* EXERCISE
Write out the data below exactly as given, without any of its pictures.

* INPUT RECORDS

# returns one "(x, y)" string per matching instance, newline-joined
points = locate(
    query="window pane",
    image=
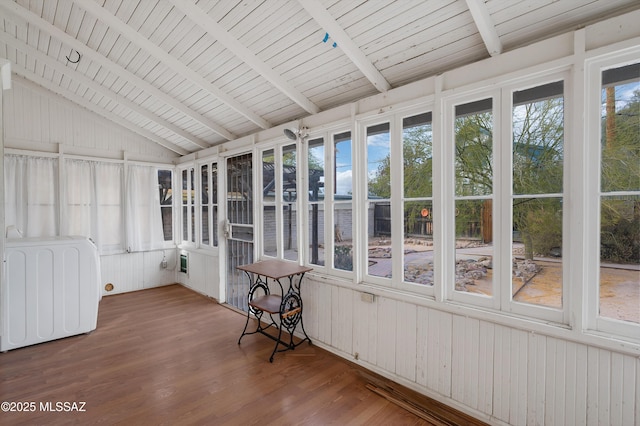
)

* ANSWER SECTION
# returns one "(x, y)" string per matching instance, newline-joined
points = locate(
    query="window pane",
    image=
)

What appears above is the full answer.